──────── Provided information
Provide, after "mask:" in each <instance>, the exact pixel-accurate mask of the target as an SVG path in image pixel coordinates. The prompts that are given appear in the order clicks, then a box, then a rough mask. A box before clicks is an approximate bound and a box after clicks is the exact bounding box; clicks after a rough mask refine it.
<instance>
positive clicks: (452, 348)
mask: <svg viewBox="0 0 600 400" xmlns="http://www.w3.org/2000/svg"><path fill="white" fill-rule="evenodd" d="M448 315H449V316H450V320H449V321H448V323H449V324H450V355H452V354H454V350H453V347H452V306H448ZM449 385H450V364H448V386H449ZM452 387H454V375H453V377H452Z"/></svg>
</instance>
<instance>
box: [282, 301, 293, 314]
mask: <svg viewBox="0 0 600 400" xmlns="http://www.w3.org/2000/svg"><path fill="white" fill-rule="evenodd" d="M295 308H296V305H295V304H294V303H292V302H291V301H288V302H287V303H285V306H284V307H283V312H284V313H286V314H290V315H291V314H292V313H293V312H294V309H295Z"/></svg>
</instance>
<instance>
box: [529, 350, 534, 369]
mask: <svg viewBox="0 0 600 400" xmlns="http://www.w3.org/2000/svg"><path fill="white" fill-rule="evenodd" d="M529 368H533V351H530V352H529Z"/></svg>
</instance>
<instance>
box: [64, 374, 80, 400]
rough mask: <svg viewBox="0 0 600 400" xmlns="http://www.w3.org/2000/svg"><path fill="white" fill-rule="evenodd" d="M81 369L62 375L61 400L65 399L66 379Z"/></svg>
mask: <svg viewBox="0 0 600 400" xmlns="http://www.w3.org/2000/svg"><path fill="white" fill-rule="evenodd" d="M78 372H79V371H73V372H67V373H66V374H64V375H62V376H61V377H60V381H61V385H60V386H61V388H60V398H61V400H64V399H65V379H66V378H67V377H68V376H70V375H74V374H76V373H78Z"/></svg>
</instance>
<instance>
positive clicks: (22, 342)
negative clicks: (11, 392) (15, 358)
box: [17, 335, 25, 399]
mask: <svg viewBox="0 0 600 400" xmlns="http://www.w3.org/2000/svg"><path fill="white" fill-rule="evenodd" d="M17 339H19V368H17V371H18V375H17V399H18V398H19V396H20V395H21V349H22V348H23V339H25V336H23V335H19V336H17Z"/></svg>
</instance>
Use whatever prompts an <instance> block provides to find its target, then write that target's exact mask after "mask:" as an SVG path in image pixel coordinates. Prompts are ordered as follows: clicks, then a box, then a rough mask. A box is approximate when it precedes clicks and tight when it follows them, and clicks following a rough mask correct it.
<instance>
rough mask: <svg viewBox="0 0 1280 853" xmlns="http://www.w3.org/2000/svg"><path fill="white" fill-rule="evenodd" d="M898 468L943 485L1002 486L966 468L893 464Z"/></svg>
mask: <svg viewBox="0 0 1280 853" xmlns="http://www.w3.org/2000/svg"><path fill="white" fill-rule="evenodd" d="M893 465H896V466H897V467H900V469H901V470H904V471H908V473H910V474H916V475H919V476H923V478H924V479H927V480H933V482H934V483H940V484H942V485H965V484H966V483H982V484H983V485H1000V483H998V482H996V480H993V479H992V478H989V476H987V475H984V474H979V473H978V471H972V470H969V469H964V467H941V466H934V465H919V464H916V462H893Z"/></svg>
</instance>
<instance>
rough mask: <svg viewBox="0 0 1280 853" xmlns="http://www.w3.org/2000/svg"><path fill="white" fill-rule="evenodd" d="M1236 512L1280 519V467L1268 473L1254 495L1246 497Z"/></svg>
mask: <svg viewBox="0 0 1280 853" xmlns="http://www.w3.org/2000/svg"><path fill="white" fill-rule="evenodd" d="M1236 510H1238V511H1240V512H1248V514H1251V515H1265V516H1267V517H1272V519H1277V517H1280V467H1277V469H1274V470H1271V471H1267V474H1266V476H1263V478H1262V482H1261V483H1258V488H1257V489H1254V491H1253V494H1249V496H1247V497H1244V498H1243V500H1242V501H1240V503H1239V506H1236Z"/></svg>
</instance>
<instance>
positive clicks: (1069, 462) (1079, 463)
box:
────────────────
Task statement.
Please copy out each entry exactly as it appears above.

Task answer.
Provide, after "mask:" in each <instance>, the exact pixel-accurate mask of the target as an SVG path in image pixel coordinates. The prompts that are given appear in the order clicks, then a box, then a rough mask. A box before clicks is an approximate bound and a box after clicks is the exact bounding box; clicks after a rough mask refine it.
<instance>
positive clicks: (452, 348)
mask: <svg viewBox="0 0 600 400" xmlns="http://www.w3.org/2000/svg"><path fill="white" fill-rule="evenodd" d="M448 315H449V316H450V320H449V321H448V323H449V324H450V355H452V354H454V350H453V347H452V306H448ZM449 385H450V364H448V386H449ZM452 387H454V375H453V377H452Z"/></svg>
</instance>
<instance>
box: [282, 301, 293, 314]
mask: <svg viewBox="0 0 600 400" xmlns="http://www.w3.org/2000/svg"><path fill="white" fill-rule="evenodd" d="M295 308H296V305H295V304H294V303H292V302H291V301H288V302H287V303H285V306H284V307H283V312H284V313H286V314H290V315H291V314H292V313H293V312H294V309H295Z"/></svg>
</instance>
<instance>
box: [529, 350, 534, 369]
mask: <svg viewBox="0 0 600 400" xmlns="http://www.w3.org/2000/svg"><path fill="white" fill-rule="evenodd" d="M529 368H533V351H530V352H529Z"/></svg>
</instance>
<instance>
box: [64, 374, 80, 400]
rough mask: <svg viewBox="0 0 600 400" xmlns="http://www.w3.org/2000/svg"><path fill="white" fill-rule="evenodd" d="M81 369L62 375L61 400L65 399L66 379Z"/></svg>
mask: <svg viewBox="0 0 600 400" xmlns="http://www.w3.org/2000/svg"><path fill="white" fill-rule="evenodd" d="M78 372H79V371H73V372H67V373H66V374H64V375H62V376H61V377H60V381H61V385H60V386H61V388H60V398H61V400H64V399H65V379H66V378H67V377H68V376H70V375H74V374H76V373H78Z"/></svg>
</instance>
<instance>
positive clicks: (22, 342)
negative clicks: (11, 392) (15, 358)
box: [17, 335, 25, 399]
mask: <svg viewBox="0 0 600 400" xmlns="http://www.w3.org/2000/svg"><path fill="white" fill-rule="evenodd" d="M17 339H19V368H17V371H18V375H17V399H18V398H19V396H20V395H21V349H22V348H23V339H25V336H23V335H19V336H17Z"/></svg>
</instance>
Use whatever prompts an <instance> block provides to find its target, then write that target's exact mask after "mask:" as an SVG path in image pixel coordinates. Prompts are ordered as follows: clicks, then a box, then a rough mask. A box is approximate when it precedes clicks and tight when it follows them, and clicks following a rough mask correct it.
<instance>
rough mask: <svg viewBox="0 0 1280 853" xmlns="http://www.w3.org/2000/svg"><path fill="white" fill-rule="evenodd" d="M898 468L943 485L1002 486L966 468L893 464Z"/></svg>
mask: <svg viewBox="0 0 1280 853" xmlns="http://www.w3.org/2000/svg"><path fill="white" fill-rule="evenodd" d="M893 465H896V466H897V467H900V469H901V470H904V471H908V473H910V474H916V475H919V476H923V478H924V479H927V480H933V482H934V483H940V484H942V485H965V484H966V483H982V484H983V485H1000V483H998V482H996V480H993V479H992V478H989V476H987V475H984V474H979V473H978V471H972V470H969V469H964V467H941V466H934V465H919V464H916V462H893Z"/></svg>
</instance>
<instance>
rough mask: <svg viewBox="0 0 1280 853" xmlns="http://www.w3.org/2000/svg"><path fill="white" fill-rule="evenodd" d="M1236 512L1280 519V467L1268 473L1254 495L1246 497Z"/></svg>
mask: <svg viewBox="0 0 1280 853" xmlns="http://www.w3.org/2000/svg"><path fill="white" fill-rule="evenodd" d="M1236 510H1238V511H1240V512H1248V514H1251V515H1265V516H1267V517H1272V519H1277V517H1280V467H1277V469H1274V470H1271V471H1267V474H1266V476H1263V478H1262V482H1261V483H1258V488H1257V489H1254V491H1253V494H1249V496H1247V497H1244V498H1243V500H1242V501H1240V503H1239V506H1236Z"/></svg>
</instance>
<instance>
positive clicks: (1069, 462) (1079, 463)
box:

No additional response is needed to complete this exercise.